Instruction 1: In the article about Dealstruck, how much investor capital did Senturia raise to fund his business?

Article:

When Dealstruck popped up on the online lending scene in 2013 with promises of long term loans and low interest rates, some industry insiders rolled their eyes at the naïveté. “It’s not about disintermediating the banks but the very high-yield lenders,” Ethan Senturia, chief executive of Dealstruck, told the New York Times in March 2014.

Unwound bookA self-described member of the “lucky sperm club,” a not-even 30-years-old Senturia went on to successfully raise $30 million of investor capital to fund his business, enough to fuel his rise and price-shame his competitors for years. But it wouldn’t last, as he detailed in book, Unwound, about the behind-the-scenes chaos that ravaged Dealstruck until the company closed for good in late 2016.

“We had taken to the time-honored Silicon Valley tradition of not making money,” Senturia recalls. “Fintech lenders had made a bad habit of covering out-of-pocket costs, waiving fees, and reducing prices to uphold the perception that borrowers loved owing money to us, but hated owing money to our predecessors.” The use of italics are his own.

During Dealstruck’s rise and fall, a journey that reads like an ever-frantic race to raise more money before collapsing, Senturia actually pauses to self-reflect if Dealstruck was becoming a Ponzi scheme. “When does a business go from legitimate but unsustainable to being a Ponzi?”, he pondered before rationalizing that he had not and would not cross that threshold.

At times, the company resigned itself to being a technology play for would-be-acquirers, one of whom included CAN Capital in 2014 when Dealstruck was only originating $3 million a month in loans. Senturia recalls, “For an unprofitable company that had raised $3.5m of equity and whose systems capabilities hadn’t evolved far beyond processing payments on term loans, it would have been tough to make a financial argument that we were worth much more than the capital we invested–$10m soaking wet. But CAN was doing different math. They were trying to go public.”

Instruction 2: Write out the entries below again, swapping "snail skin texture" for "tree bark texture" and keeping everything else the same.

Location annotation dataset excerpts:
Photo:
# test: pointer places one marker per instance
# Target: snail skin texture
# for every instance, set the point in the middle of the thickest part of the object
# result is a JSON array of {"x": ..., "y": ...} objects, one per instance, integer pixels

Written answer 1: $30 million

Written answer 2:
Photo:
# test: pointer places one marker per instance
# Target: tree bark texture
# for every instance, set the point in the middle of the thickest part of the object
# result is a JSON array of {"x": ..., "y": ...} objects, one per instance, integer pixels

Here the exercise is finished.